──────── Source document ────────
In case Gabrielle or someone who actually knows her and cares about her is reading this, she needs help. Her problem is spiritual.
Notice where she said she was into astrology? That’s a huge red flag. Astrology is an evil influence. Combine that with her gender/sexuality issues and her suicidal ideation, and you can make a case that Gabrielle is a victim of diabolical obsession. An Exorcist Explains the Demonic, by Father Gabriele Amorth, offers this explanation:
Diabolical obsessions are disturbances or extremely strong hallucinations that the demon imposes, often invincibly, on the mind of the victim. In these cases, the person is no longer a master of his own thoughts. . . . The objects of these hallucinations can be manifested as visions, as voices . . . as monstrous figures, horrifying animals, or devils. In other cases it can be an impulse to commit suicide or to do evil to others and, particularly in the young, it can lead to confusion about one’s gender.
──────── Raw data ────────
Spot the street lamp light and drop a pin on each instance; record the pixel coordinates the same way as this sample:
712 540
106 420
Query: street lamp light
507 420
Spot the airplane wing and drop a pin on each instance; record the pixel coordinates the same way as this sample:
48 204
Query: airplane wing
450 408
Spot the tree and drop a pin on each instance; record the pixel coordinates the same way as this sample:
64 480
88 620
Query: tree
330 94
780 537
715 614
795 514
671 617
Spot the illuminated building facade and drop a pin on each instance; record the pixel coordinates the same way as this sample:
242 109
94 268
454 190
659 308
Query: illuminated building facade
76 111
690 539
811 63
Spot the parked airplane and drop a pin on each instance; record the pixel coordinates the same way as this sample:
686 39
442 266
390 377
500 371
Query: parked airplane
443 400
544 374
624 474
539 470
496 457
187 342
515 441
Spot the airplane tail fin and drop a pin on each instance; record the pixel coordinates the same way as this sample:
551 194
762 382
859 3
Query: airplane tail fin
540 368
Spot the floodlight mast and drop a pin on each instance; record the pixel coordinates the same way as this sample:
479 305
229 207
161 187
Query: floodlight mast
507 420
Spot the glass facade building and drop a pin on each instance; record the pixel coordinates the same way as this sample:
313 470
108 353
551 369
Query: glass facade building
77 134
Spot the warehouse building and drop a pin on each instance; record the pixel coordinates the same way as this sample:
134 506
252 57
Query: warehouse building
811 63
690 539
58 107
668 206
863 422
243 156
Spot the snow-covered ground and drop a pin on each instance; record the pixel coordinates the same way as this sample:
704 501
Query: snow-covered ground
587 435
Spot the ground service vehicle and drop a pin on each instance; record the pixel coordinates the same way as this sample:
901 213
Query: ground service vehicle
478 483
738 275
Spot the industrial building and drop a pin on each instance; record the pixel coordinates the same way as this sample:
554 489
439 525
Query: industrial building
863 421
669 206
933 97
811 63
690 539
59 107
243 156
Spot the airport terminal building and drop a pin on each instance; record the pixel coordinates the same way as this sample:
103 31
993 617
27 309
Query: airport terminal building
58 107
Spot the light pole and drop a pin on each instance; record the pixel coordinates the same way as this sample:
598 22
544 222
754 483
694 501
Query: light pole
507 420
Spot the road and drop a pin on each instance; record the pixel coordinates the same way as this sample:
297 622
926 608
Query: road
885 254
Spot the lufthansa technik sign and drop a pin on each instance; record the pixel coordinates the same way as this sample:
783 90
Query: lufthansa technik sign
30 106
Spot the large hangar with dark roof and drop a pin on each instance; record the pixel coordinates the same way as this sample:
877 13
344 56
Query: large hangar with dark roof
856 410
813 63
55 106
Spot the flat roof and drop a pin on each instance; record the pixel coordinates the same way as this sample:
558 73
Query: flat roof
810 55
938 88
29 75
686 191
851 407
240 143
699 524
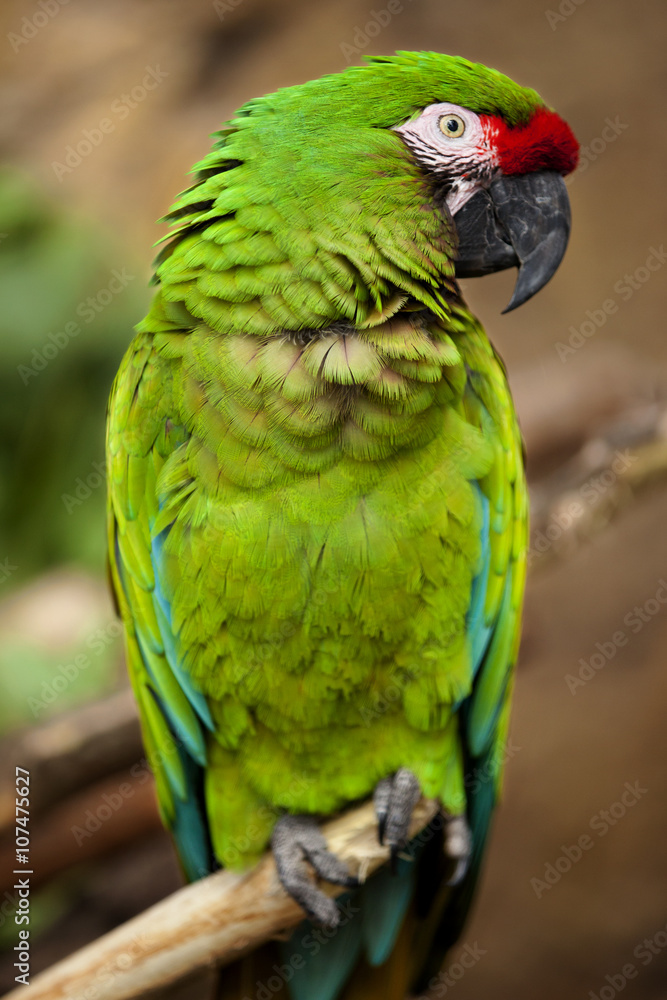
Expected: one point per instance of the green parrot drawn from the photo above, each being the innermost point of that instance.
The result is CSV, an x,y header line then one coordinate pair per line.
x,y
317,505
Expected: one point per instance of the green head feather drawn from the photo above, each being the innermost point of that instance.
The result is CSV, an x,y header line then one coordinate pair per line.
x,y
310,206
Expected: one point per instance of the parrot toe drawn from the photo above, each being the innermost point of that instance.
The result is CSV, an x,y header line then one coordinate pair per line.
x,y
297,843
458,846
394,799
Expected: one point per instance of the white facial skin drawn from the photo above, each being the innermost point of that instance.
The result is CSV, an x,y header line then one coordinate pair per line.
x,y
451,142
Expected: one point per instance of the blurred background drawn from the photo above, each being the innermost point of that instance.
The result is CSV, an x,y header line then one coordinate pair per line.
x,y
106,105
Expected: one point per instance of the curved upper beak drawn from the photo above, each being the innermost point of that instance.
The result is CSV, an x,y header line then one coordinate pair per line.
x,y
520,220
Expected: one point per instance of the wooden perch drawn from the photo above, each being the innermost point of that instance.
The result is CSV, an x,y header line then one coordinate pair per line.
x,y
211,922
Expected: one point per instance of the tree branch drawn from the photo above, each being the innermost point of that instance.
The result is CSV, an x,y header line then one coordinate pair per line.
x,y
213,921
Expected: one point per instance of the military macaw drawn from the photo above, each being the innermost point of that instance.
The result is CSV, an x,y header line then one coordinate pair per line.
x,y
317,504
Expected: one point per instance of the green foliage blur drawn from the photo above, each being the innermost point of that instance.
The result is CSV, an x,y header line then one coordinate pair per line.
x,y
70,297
────────
Problem details ▸ Which book, and by which author, does the source document quote for its explanation of diabolical obsession?

Exercise solution ▸ *An Exorcist Explains the Demonic*, by Father Gabriele Amorth.